=== Bagian Dokumen ===
Menipu atau ditipu, ini telah
menjadi sejarah tersendiri bagi Aceh semenjak datangnya penjajahan Belanda ke Aceh, lihai menipu dan usai
kemerdekaan seringnya ditipu telah menjadi konsumsi masyarakat Aceh, jika pada masa penjajahan Belanda, Aceh lihai menipu
sebagai taktik perang dalam melawan Belanda, pasca kemerdekaan, Aceh ditipu
oleh pemerintah Indonesia dan berulang kali terjadi sampai saat ini pasca
perjanjian MoU Helsinky tahun 2005 silam, janji pemerintah pusat terhadap hak
Aceh tidak juga dipenuhi sebagaimana kesepakatan. Mulai Presiden Soekarno
sampai pada era Presiden Susilo Bambang Yudhoyono (SBY), apa yang dijanjikan
oleh pemerintah pusat terhadap Aceh tak kunjung dipenuhi secara iklas oleh
pemerintah pusat, maka dari itu keluarlah istilah “Aceh bagaikan ular yang
ekornya tetap diikat”.
Ditipu
Sejarah telah mencatat, ketika
Daud Beureueh meminta Presiden Soekarno agar khusus untuk Aceh diberlakuan
syariat Islam. Soekarno menyetujuinya. Aceh diberi hak berlaku syariat Islam.
Namun Daud Beureueh dalam permintaannya ini harus dibuat dalam bentuk perjajian
tertulis, Soekarno dengan gaya pemain film berlinang air mata bahkan bersumpah
akan mewujudkan permintaan tersebut, kemudian yang terjadi, Soekarno
mengingkari janjinya, padahal kontribusi Aceh untuk Indonesia pada saat itu
sungguh luar biasa, ketika Soekarno meminta bantuan kepada masyarakat Aceh
untuk membeli pesawat dengan waktu yang tidak lama masyarakat Aceh mampu
memenuhi keinginan Soekarno, yang kemudian lahirlah Dakota RI-001 Seulawah,
bukan hanya itu, konon katanya Aceh membeli obligasi senilai puluhan kilogram
emas yang rencananya digunakan untuk membangun Bank Pemerintah Indonesia,
kemudian karena tidak jelas peruntunnya, Aceh tidak mendapatkan kontribusinya.
Keinginan masyarakat Aceh tak kunjung dipenuhi oleh
pemerintah pusat, sehingga pemberontakan pemberontakan kembali terjadi,
lahirlah konflik konflik di Aceh sampai yang terakhir disebut Gerakan Aceh
Merdeka (GAM) dibawah pimpinan Hasan Tiro, pada tahun 2005 setahun usai Tsunami
besar yang melanda Aceh, terjadilah perjanjian perdamaian yang disebut MoU
Helsinky. Perjanjian tersebut melahirkan Undang Undang Pemerintah Aceh (UUPA),
nasib UUPA pun kini diujung tanduk, kesepakatan kesepakatan yang dibuat oleh
Pemerintah Indonesia tak kunjung dipenuhi sampai lengsernya Presiden SBY,
padahal perjanjian MoU Helsinky dilaksanakan dibawah kepemimpinan SBY dan kini
sudah berusia 9 tahun, tapi turunan UUPA masih banyak yang belum disahkan dan
disetujui oleh pemerintah pusat.
=== Data Ditampilkan ===
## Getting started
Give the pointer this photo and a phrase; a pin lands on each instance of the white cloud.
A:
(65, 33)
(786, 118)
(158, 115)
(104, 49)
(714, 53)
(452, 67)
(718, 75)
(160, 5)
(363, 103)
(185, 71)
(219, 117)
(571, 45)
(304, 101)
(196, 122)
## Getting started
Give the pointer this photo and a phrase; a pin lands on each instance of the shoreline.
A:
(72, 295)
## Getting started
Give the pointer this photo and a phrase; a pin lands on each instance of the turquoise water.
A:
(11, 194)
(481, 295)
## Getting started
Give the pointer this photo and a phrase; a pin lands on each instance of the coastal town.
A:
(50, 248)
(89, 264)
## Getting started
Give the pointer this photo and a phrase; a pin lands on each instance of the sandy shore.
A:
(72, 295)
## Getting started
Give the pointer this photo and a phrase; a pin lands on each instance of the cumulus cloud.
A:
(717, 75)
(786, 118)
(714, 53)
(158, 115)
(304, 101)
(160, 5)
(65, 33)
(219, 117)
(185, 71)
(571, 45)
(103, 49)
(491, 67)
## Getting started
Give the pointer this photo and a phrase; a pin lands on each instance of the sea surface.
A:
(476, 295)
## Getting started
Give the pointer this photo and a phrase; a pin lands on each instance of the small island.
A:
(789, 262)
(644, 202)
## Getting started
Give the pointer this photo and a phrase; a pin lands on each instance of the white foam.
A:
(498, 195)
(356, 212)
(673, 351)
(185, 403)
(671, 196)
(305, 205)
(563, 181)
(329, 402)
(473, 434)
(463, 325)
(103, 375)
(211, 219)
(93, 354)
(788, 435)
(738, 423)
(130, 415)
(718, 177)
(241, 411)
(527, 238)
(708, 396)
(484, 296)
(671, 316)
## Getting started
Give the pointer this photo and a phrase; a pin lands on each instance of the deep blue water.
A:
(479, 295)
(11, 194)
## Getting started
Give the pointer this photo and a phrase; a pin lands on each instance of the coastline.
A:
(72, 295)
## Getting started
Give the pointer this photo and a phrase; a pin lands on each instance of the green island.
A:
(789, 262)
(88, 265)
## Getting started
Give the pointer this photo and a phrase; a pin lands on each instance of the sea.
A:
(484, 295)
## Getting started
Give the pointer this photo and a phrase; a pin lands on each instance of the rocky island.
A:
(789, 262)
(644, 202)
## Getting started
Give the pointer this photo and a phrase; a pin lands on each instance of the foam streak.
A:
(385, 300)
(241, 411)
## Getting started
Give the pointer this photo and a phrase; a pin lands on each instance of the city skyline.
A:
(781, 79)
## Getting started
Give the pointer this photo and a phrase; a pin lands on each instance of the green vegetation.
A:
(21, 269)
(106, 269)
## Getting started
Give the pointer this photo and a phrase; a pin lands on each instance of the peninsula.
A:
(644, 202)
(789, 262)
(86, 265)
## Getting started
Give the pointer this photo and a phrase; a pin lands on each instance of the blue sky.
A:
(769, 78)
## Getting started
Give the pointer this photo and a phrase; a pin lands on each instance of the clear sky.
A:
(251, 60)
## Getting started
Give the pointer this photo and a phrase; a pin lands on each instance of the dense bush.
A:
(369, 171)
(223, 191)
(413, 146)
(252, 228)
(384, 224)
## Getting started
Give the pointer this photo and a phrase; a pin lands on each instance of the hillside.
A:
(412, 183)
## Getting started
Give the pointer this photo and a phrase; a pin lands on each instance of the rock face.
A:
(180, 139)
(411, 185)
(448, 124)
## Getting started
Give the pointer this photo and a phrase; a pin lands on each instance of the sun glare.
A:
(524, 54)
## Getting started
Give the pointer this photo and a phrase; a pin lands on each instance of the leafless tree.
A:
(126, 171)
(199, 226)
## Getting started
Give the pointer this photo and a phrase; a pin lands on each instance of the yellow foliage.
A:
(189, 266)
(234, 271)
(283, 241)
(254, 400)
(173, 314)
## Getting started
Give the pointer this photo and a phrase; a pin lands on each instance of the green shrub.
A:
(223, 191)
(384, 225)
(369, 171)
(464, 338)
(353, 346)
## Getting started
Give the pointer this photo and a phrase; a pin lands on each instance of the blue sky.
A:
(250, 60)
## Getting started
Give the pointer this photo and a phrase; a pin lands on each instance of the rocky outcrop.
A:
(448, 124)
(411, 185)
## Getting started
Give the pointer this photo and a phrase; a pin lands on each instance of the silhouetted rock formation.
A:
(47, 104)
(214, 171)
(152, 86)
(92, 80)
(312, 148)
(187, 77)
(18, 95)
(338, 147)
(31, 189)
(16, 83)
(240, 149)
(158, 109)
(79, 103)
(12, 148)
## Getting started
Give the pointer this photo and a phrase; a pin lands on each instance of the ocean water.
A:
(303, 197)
===
### Ketentuan Tugas
**A.** Jawab pertanyaan berikut berdasarkan teks tentang Aceh.
(i) Pada tahun berapa perjanjian MoU Helsinky terjadi?
(ii) Pesawat apa yang lahir dari bantuan masyarakat Aceh atas permintaan Soekarno?
(iii) Siapa pemimpin Gerakan Aceh Merdeka (GAM)?
**B.** Kutip persis bagian teks tentang Aceh yang dimulai dengan "Keinginan masyarakat Aceh" dan berlanjut hingga "oleh pemerintah pusat.".

### Pembahasan Jawaban
**A.**
(i) Tahun 2005.
(ii) Dakota RI-001 Seulawah.
(iii) Hasan Tiro.

**B.**
Keinginan masyarakat Aceh tak kunjung dipenuhi oleh
pemerintah pusat, sehingga pemberontakan pemberontakan kembali terjadi,
lahirlah konflik konflik di Aceh sampai yang terakhir disebut Gerakan Aceh
Merdeka (GAM) dibawah pimpinan Hasan Tiro, pada tahun 2005 setahun usai Tsunami
besar yang melanda Aceh, terjadilah perjanjian perdamaian yang disebut MoU
Helsinky. Perjanjian tersebut melahirkan Undang Undang Pemerintah Aceh (UUPA),
nasib UUPA pun kini diujung tanduk, kesepakatan kesepakatan yang dibuat oleh
Pemerintah Indonesia tak kunjung dipenuhi sampai lengsernya Presiden SBY,
padahal perjanjian MoU Helsinky dilaksanakan dibawah kepemimpinan SBY dan kini
sudah berusia 9 tahun, tapi turunan UUPA masih banyak yang belum disahkan dan
disetujui oleh pemerintah pusat.